- _Assignment 1_:
Reproduce the passage of the SIN1p research description from "Dr. Don Katcoff" up to and including "structure and function.".
- _Assignment 2_:
Render the following sentence from the SIN1p research description into Spanish: "These same genes are activated by a chromatin remodeling complex called SWI/SNF."
- _Assignment 3_:
Extend the SIN1p research description beyond its final sentence.

━━ Excerpted passage ━━

Dr. Don Katcoff

Biochemical understanding of the control of gene expression, interactions between proteins and DNA that are involved in transcriptional control, chromatin structure and function.

Transcription in eukaryotes is regulated by a host of positive and negative transacting factors.  We are focusing on two proteins that are components of yeast chromatin.  The first is an abundant protein called SIN1p which binds DNA and regulates the transcription of a specific family of genes.  These same genes are activated by a chromatin remodeling complex called SWI/SNF.  Using molecular biology techniques, we are trying to understand how the SIN1p molecule modulates the expression of these and other genes. In the course of this research, we have identified a number of proteins with which SIN1p interacts.  We are currently trying to understand how these proteins function in conjunction with SIN1p. In addition, we have determined that several domains of SIN1p are able to bind cruciform DNA in a structure-specific way.  These data implicate SIN1p as being involved in creating local modifications in DNA structure.  Most recently, we have discovered that SIN1p often binds DNA, 3' to the open reading frame, and that it interacts with part of the mRNA polyadenylation complex. These studies indicate that SIN1p is required for efficient recruitment of the polyadenylation complex to the nascent RNA.

━━━
━━ Data excerpts ━━

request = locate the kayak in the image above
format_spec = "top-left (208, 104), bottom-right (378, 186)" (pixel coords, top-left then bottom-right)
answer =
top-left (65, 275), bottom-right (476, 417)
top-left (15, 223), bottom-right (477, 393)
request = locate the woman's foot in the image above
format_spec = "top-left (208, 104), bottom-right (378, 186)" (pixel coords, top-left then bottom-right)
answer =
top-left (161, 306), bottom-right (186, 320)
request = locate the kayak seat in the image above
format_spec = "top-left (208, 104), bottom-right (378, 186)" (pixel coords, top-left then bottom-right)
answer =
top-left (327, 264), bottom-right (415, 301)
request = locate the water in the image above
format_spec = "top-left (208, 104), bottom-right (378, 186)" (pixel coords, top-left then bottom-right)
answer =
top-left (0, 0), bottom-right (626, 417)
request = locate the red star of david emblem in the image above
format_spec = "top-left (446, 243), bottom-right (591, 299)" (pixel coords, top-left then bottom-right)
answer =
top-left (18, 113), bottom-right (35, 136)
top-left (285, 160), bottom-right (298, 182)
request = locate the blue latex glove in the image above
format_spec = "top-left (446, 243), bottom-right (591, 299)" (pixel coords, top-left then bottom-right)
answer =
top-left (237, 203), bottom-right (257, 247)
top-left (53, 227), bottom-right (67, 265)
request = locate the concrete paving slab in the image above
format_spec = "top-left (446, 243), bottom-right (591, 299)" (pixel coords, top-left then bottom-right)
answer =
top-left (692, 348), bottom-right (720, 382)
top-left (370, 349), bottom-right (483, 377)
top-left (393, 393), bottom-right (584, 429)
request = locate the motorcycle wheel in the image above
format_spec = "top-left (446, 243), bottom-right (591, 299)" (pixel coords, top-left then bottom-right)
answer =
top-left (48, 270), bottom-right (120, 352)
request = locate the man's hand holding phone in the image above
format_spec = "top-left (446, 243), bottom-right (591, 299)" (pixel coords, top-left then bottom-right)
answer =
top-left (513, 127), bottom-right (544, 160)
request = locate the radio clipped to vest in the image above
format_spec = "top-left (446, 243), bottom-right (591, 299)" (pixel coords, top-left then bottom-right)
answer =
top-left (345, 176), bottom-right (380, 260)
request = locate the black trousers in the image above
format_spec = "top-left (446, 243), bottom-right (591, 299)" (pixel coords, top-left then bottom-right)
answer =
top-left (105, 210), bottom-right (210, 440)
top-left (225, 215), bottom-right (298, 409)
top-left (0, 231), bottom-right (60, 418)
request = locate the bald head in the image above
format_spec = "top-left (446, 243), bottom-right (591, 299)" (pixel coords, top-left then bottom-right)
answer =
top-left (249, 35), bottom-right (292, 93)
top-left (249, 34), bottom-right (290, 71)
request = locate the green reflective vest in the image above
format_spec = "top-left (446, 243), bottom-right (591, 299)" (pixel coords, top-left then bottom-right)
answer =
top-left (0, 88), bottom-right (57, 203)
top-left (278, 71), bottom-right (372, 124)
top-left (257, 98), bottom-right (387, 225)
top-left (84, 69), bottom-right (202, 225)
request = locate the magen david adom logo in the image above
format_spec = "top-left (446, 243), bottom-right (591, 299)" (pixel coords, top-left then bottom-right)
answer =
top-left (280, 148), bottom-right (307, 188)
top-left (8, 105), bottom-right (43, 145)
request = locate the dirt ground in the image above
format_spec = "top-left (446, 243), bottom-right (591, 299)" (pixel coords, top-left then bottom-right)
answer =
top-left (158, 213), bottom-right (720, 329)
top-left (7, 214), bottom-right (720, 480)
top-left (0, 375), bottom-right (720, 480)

━━━

- _Response box 1_:
Dr. Don Katcoff

Biochemical understanding of the control of gene expression, interactions between proteins and DNA that are involved in transcriptional control, chromatin structure and function.

- _Response box 2_:
Estos mismos genes son activados por un complejo de remodelación de la cromatina llamado SWI/SNF.

- _Response box 3_:
The second chromatin protein that we are studying is yeast linker histone H1.  We have determined that it is not ubiquitous throughout the chromatin, but rather is found specifically in specific regions of the genome, in particular in the rDNA repeat that encodes ribosomal RNA. Most recently, we have produced a series of mutant strains of yeast that contain different deletions in the gene encoding this histone, and have assayed the transcription of the rDNA and of a foreign gene that has been inserted into the rDNA. We find that different mutants in the linker histone affect the transcription of the foreign gene in a dramatic way. We are using this information to functionally map the linker histone. We have also shown that this yeast linker histone is required for RNA polymerase I to transcribe the rDNA with normal processivity. We are currently working to understand the molecular basis for these observations.